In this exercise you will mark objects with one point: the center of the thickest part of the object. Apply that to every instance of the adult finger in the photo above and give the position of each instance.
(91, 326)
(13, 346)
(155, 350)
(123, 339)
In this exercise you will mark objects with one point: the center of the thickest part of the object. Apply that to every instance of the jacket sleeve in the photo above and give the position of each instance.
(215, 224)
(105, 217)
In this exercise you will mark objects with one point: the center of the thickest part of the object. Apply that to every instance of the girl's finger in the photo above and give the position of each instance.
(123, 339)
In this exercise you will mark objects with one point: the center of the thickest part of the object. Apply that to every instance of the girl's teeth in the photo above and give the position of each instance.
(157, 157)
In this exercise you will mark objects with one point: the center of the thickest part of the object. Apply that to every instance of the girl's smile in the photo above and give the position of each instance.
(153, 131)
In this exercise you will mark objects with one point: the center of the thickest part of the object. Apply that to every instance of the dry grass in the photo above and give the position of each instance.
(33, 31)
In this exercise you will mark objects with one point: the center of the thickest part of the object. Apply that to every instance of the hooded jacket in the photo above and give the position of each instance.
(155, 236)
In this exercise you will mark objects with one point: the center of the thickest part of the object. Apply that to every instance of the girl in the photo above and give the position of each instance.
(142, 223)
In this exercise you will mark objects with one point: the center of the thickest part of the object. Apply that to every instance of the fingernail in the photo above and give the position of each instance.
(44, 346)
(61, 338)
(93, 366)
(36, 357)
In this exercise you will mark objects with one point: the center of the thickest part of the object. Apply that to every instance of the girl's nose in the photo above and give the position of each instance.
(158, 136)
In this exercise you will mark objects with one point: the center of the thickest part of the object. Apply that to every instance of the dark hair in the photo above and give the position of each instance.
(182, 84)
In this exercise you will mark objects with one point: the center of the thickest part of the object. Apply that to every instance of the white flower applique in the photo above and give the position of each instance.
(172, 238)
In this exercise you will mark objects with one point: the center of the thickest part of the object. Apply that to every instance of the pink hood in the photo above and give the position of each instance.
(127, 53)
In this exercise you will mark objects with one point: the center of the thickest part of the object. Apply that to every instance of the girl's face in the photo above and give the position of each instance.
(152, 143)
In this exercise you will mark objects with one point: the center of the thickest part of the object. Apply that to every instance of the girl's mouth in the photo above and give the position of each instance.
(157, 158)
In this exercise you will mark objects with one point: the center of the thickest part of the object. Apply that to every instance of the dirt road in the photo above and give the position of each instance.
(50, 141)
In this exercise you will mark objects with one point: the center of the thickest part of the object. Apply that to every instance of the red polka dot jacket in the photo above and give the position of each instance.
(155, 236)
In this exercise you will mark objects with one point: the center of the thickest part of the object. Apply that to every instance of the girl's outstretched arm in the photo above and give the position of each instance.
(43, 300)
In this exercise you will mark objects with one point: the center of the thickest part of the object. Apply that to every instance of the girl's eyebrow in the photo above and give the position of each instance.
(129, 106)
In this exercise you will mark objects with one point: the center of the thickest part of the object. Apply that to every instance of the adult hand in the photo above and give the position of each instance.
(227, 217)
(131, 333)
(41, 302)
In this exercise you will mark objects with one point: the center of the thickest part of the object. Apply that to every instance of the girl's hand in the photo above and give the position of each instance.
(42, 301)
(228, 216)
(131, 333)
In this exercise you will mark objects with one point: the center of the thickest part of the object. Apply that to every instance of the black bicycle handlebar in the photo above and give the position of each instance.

§

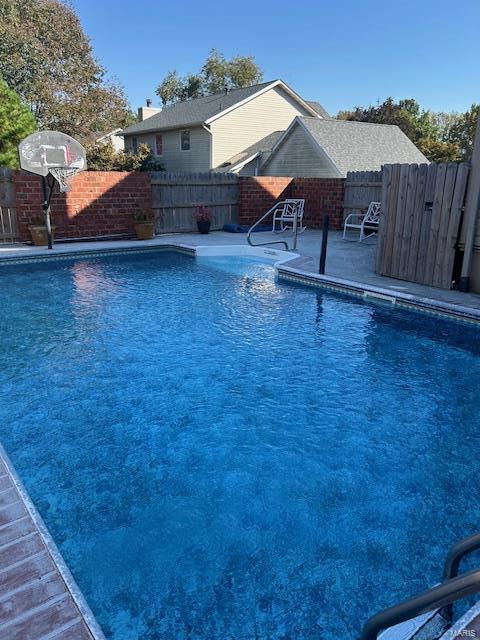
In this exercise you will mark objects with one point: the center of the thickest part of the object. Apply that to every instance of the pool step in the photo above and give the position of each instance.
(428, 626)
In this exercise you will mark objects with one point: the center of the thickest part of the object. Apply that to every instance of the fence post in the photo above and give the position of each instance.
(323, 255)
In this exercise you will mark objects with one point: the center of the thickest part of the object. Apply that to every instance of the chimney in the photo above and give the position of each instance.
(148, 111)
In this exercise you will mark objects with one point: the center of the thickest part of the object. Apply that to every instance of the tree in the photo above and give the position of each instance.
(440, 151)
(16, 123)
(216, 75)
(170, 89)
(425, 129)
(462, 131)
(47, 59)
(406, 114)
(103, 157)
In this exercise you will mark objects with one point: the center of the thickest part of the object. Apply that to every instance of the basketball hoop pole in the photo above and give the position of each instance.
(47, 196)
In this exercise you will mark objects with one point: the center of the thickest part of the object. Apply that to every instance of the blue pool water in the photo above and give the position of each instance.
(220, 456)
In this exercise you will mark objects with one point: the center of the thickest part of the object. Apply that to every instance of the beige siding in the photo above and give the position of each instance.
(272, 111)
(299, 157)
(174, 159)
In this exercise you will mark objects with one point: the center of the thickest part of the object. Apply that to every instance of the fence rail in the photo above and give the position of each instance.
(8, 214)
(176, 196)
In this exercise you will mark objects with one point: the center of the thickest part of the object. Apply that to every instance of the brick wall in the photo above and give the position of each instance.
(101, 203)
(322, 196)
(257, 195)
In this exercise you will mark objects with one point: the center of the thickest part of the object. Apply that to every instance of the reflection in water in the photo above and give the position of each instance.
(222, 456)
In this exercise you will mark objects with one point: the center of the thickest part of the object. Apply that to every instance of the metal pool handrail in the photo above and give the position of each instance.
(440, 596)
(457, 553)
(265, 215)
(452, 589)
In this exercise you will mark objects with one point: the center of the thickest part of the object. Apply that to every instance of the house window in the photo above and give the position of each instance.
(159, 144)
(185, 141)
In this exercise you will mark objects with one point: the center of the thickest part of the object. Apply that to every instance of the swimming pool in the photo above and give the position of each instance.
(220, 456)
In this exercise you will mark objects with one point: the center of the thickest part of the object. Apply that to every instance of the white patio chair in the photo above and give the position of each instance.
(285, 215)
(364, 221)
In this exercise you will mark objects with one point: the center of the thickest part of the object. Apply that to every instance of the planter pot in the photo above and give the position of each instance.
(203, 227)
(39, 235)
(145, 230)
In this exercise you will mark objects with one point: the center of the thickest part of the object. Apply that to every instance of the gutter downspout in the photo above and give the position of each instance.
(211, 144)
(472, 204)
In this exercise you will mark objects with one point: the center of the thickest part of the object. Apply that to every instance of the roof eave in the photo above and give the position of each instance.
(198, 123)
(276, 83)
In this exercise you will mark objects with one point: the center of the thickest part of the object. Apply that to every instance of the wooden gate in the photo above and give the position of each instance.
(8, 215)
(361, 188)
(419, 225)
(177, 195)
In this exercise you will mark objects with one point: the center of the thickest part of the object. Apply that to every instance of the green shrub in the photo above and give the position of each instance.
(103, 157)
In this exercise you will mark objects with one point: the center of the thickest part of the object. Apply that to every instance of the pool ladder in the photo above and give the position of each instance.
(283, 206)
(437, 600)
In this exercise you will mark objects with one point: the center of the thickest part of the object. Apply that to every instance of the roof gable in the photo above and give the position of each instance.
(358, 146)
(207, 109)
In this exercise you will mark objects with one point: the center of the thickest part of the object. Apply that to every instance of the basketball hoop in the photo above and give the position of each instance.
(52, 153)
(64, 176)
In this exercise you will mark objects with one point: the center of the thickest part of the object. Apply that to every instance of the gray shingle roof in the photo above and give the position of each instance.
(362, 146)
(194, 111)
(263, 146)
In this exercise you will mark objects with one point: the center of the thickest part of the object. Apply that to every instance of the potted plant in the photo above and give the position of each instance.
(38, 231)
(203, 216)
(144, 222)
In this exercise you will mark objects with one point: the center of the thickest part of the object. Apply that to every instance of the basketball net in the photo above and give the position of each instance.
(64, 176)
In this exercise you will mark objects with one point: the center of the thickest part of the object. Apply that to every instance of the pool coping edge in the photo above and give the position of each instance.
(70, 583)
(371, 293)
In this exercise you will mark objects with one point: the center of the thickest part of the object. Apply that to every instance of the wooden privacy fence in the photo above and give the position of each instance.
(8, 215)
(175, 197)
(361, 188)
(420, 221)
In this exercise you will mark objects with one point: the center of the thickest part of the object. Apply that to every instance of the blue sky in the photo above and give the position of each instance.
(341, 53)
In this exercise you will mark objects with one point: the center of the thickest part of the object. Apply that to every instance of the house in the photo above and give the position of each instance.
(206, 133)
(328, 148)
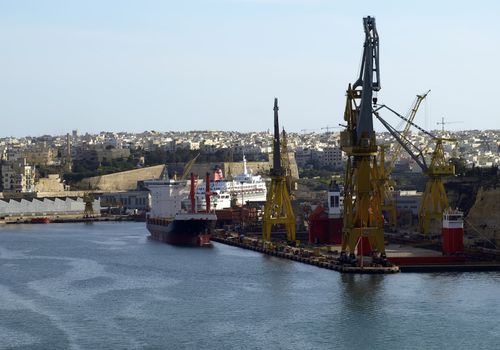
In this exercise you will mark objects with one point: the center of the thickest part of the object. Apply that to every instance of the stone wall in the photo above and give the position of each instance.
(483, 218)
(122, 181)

§

◆ Exercise requirements
Count the lines in the listing that contain the word "fence", and give only that number.

◆ Answer to the task
3